===== Exercise input =====
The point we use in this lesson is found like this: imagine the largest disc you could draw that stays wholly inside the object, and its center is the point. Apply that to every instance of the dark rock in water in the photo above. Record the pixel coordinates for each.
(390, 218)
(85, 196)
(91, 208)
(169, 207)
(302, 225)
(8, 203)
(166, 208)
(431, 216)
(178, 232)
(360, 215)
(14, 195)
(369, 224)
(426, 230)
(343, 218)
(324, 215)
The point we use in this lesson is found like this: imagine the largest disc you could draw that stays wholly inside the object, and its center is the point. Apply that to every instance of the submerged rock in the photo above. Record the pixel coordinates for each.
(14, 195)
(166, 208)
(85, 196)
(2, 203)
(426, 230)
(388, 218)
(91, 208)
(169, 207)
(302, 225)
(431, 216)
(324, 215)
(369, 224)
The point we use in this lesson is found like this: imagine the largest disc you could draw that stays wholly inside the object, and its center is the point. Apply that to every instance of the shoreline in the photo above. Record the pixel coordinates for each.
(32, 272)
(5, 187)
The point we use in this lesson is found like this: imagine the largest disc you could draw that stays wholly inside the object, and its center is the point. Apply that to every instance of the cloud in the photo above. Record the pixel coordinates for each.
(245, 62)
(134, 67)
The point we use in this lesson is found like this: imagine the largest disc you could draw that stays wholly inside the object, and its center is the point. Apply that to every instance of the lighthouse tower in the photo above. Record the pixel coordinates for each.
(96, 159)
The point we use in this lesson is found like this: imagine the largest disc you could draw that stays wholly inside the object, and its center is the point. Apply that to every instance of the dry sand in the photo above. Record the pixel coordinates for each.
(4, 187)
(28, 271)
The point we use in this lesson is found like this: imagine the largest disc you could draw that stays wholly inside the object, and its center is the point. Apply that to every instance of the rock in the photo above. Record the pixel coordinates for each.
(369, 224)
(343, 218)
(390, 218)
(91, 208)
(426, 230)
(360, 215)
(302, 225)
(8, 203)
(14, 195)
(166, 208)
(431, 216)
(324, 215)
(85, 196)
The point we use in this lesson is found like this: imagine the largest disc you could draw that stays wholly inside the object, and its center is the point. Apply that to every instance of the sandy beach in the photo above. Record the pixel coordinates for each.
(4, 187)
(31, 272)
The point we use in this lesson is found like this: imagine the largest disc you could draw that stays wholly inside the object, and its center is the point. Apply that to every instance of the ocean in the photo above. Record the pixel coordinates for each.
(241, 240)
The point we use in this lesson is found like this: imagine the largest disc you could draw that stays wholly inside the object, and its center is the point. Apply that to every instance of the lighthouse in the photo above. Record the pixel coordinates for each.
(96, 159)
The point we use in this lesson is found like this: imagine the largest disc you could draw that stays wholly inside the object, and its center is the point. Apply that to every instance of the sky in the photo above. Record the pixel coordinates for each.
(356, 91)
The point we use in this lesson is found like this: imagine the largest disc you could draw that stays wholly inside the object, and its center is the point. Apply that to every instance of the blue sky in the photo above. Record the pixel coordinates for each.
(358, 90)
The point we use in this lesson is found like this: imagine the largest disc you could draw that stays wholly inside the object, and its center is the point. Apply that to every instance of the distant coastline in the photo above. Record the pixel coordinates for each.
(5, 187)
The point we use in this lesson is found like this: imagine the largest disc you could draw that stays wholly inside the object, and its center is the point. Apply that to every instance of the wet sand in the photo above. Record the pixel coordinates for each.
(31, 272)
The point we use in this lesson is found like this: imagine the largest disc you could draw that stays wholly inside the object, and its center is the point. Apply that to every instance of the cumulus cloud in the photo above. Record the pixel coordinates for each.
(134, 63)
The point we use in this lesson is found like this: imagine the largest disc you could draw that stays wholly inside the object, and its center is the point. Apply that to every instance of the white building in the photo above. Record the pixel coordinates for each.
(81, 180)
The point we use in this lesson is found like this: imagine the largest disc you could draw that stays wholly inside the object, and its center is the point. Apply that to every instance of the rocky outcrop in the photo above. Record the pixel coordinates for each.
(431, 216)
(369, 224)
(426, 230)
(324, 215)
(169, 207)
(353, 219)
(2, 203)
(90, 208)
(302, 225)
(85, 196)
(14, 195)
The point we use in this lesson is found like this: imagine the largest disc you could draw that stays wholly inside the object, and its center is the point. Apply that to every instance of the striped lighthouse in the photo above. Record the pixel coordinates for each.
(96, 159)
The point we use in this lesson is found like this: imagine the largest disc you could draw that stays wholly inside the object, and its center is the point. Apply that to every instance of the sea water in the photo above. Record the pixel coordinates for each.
=====
Transcribe the whole listing with nothing added or left out.

The point we use in this lesson is found like this: imagine the largest disc you could draw that stays wholly inside the object, and its center is the point. Apply that to every instance of the dark rock in water in the photo above. Record the pixel coordinates for each.
(390, 218)
(85, 196)
(91, 208)
(169, 207)
(302, 225)
(8, 203)
(166, 208)
(431, 216)
(178, 232)
(360, 215)
(14, 195)
(369, 224)
(426, 230)
(343, 218)
(324, 215)
The point we use in this lesson is found like this: imagine the largest disc you could draw that stays wholly inside the object, and its center is the point. Apply that to every instance of the submerged rock in the photo above. Record the pixel coordinates for each.
(14, 195)
(166, 208)
(85, 196)
(2, 203)
(426, 230)
(388, 218)
(91, 208)
(169, 207)
(302, 225)
(431, 216)
(324, 215)
(369, 224)
The point we use in this lesson is found like this: imagine the largest disc you could draw that stays wholly inside the object, and its center is the point. Apply that to every instance of the shoreline in the photo above. Record the pixel coordinates for each.
(32, 272)
(5, 187)
The point we use in this lesson is found like this: imagine the largest disc you could draw that stays wholly inside the object, and its center is the point. Apply that to every instance of the cloud in the photo above. Record the pixel coordinates for each.
(245, 62)
(134, 67)
The point we use in this lesson is found like this: imagine the largest disc you could draw that stays wholly inside the object, and its center is the point. Apply that to every instance of the lighthouse tower in the photo above. Record the pixel coordinates for each.
(96, 159)
The point we use in this lesson is found like this: imagine the largest disc you could draw that stays wholly inside the object, and its center is the point. Apply that to every instance of the dry sand in the photo above. Record the pixel coordinates for each.
(4, 187)
(28, 271)
The point we use in this lesson is found like this: imagine the largest disc you could draw that stays wholly inside the object, and its center is the point. Apply that to every instance of the rock in the photo above. Record the pixel coordinates for each.
(369, 224)
(343, 218)
(390, 218)
(91, 208)
(426, 230)
(360, 215)
(302, 225)
(8, 203)
(14, 195)
(166, 208)
(431, 216)
(324, 215)
(85, 196)
The point we use in this lesson is found like this: imagine the largest disc you could draw that stays wholly inside the object, and its center is the point. Apply that to every instance of the sandy beach in the photo above. Record the pixel coordinates for each.
(4, 187)
(31, 272)
The point we use in this lesson is found like this: imagine the largest disc you could draw that stays wholly inside the object, and its center is the point. Apply that to every instance of the ocean in the photo above. Record the pixel coordinates for each.
(241, 240)
The point we use in this lesson is found like this: imagine the largest disc you could draw that stays wholly inside the object, and its center is the point. Apply that to every instance of the lighthouse in the photo above. Record the pixel coordinates for each.
(96, 159)
The point we use in this lesson is found like this: imagine the largest disc you could draw that stays wholly inside the object, and its center is the point. Apply that to every instance of the sky in the photo above. Record the pixel coordinates for each.
(356, 91)
The point we use in this lesson is found like this: imagine the largest disc you could draw that stays wholly inside the object, and its center is the point. Apply that to every instance of the blue sky in the photo above. Record the pixel coordinates for each.
(358, 90)
The point we use in this lesson is found like this: imagine the largest disc you could draw that stays wholly inside the object, and its center is the point. Apply that to every instance of the distant coastline in the photo above. Record the pixel coordinates for each.
(5, 187)
The point we use in this lesson is found like this: imagine the largest disc you could draw that stays wholly inside the object, and its center is the point. Apply that to every instance of the wet sand in the photo above. Record the pixel coordinates for each.
(31, 272)
The point we use in this lesson is found like this: imagine the largest disc you could draw that stays wholly inside the object, and its center is the point. Apply that to every instance of the cumulus cloud in the photo above. Record the pixel coordinates for each.
(134, 63)
The point we use in this lesson is found like this: imagine the largest disc you could draw that stays wholly inside the object, and its center is the point. Apply that to every instance of the white building in the photo above. Record the pixel coordinates for each.
(81, 180)
The point we use in this lesson is found like this: imagine the largest disc you could draw that stays wholly inside the object, and its center is the point. Apply that to every instance of the rocky outcrop in the photo above. Record the pixel coordinates for each.
(431, 216)
(369, 224)
(426, 230)
(324, 215)
(169, 207)
(353, 219)
(2, 203)
(90, 208)
(302, 225)
(85, 196)
(14, 195)
The point we use in this lesson is found like this: imagine the largest disc you could draw that stays wholly inside the object, and its center is the point. Apply that to every instance of the striped lighthouse in the photo above. Record the pixel coordinates for each.
(96, 159)
The point we use in this lesson is found like this: imagine the largest disc you could draw that stays wholly inside the object, and its center is the point. Apply that to every instance of the sea water in the photo above. Record the pixel coordinates for each.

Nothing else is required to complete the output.